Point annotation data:
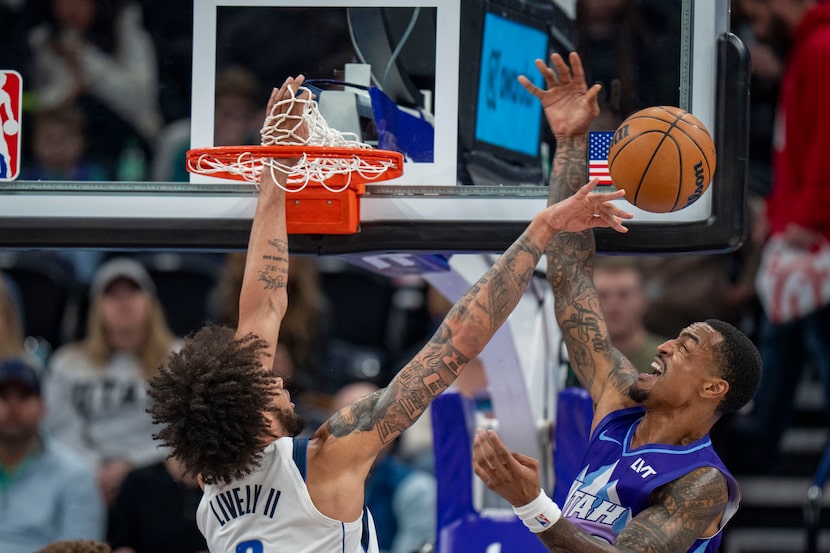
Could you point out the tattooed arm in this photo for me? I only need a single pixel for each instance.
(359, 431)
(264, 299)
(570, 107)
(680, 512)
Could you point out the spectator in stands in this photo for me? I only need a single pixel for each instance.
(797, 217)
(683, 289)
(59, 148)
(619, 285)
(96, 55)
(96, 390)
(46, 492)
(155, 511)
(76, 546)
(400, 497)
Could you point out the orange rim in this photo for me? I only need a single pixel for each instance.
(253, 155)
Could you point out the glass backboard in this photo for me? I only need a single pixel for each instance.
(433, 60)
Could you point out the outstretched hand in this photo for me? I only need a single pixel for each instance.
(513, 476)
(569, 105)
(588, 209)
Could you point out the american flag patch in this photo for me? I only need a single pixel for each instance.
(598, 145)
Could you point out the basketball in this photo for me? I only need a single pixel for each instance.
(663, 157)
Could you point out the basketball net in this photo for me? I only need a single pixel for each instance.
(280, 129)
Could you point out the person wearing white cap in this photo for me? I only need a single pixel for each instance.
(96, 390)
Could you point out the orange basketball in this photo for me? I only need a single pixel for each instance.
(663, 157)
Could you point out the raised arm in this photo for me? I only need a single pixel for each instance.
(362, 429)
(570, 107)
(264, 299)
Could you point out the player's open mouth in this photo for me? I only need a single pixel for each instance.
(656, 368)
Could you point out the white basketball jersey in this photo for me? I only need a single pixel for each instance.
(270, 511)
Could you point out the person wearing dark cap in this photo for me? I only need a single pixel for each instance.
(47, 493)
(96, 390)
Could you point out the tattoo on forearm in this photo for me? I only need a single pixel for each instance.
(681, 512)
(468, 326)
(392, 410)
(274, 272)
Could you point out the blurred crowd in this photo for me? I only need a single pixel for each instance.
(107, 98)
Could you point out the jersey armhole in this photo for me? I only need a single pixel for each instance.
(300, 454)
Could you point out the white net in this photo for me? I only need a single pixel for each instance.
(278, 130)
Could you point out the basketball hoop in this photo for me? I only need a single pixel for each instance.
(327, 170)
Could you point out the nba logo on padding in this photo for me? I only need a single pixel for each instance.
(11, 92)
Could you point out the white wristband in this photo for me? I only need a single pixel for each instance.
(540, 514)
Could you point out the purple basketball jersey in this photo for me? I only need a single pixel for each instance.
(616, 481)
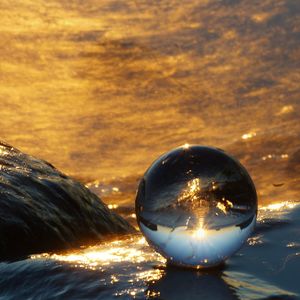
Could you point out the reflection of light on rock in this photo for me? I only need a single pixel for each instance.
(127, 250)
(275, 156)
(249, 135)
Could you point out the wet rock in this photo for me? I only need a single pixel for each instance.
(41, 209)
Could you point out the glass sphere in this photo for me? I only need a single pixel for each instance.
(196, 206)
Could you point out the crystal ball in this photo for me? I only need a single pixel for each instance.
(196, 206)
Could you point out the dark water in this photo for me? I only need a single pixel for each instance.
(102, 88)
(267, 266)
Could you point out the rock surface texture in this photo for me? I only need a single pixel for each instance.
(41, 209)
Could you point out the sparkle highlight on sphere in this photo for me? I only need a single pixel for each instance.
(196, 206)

* * *

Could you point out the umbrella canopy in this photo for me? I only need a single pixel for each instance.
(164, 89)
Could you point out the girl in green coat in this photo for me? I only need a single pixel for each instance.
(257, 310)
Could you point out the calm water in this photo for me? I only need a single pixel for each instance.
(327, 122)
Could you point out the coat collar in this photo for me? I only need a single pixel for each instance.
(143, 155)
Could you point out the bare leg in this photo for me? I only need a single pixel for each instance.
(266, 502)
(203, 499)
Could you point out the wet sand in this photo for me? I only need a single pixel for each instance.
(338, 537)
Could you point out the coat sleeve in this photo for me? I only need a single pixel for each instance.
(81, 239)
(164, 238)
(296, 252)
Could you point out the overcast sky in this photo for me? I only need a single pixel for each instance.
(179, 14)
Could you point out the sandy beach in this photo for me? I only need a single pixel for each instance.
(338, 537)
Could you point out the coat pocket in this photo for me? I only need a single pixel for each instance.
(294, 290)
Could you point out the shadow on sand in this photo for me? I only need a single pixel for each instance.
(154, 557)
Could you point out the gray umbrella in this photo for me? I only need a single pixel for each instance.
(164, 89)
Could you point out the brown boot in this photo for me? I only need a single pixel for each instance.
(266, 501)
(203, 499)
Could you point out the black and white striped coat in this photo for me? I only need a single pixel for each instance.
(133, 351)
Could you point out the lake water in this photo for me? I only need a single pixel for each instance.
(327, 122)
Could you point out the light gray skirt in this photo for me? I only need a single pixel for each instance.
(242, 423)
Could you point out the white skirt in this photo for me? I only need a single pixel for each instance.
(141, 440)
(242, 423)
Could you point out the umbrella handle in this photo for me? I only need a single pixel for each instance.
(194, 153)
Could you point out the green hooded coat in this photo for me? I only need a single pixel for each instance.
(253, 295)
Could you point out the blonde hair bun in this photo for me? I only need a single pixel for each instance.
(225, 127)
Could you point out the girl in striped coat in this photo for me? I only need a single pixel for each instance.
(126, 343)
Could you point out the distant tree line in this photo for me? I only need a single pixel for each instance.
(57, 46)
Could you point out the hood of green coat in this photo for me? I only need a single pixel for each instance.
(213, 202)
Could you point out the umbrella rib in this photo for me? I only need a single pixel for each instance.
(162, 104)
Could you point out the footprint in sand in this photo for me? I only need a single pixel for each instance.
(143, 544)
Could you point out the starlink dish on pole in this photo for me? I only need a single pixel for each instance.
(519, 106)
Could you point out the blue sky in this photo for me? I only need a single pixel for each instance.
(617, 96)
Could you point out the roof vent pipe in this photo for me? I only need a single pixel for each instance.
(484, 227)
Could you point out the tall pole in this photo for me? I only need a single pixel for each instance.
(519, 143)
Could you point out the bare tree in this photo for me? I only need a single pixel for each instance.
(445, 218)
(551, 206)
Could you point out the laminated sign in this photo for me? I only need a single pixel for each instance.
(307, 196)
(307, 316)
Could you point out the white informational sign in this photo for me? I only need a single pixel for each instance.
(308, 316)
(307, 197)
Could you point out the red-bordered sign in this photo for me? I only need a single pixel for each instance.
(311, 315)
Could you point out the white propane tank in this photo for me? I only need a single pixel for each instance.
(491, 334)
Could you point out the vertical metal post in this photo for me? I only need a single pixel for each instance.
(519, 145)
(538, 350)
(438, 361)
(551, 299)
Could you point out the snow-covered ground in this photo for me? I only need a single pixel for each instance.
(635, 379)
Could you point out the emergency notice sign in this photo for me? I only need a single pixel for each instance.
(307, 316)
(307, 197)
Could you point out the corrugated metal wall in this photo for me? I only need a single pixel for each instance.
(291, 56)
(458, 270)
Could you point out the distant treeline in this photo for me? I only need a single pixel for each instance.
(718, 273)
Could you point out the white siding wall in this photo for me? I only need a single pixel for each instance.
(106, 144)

--

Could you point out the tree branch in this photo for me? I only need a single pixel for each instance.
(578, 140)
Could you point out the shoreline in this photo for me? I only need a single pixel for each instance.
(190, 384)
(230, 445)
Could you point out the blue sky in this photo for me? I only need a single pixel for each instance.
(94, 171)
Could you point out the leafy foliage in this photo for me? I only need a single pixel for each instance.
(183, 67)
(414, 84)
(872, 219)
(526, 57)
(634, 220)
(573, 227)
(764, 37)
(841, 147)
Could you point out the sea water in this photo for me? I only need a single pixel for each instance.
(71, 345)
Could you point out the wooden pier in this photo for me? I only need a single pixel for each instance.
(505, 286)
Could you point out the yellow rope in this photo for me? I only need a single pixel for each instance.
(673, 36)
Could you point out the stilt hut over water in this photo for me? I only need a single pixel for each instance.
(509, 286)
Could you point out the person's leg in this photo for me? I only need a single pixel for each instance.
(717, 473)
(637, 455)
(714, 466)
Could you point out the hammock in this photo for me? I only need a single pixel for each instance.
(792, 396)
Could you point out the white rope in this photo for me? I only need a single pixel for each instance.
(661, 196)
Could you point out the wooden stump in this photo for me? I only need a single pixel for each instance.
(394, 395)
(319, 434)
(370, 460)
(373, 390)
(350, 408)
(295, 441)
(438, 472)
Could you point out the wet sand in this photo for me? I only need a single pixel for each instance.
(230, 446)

TASK PROMPT: Which lines in the records contain the word "wooden"? Return each of them in full.

THE RESPONSE:
Could you point out the wooden pier in this photo for me? I only need a single pixel for each instance.
Could you point out the wooden stump in this photo for me? I only need a single pixel for each instance.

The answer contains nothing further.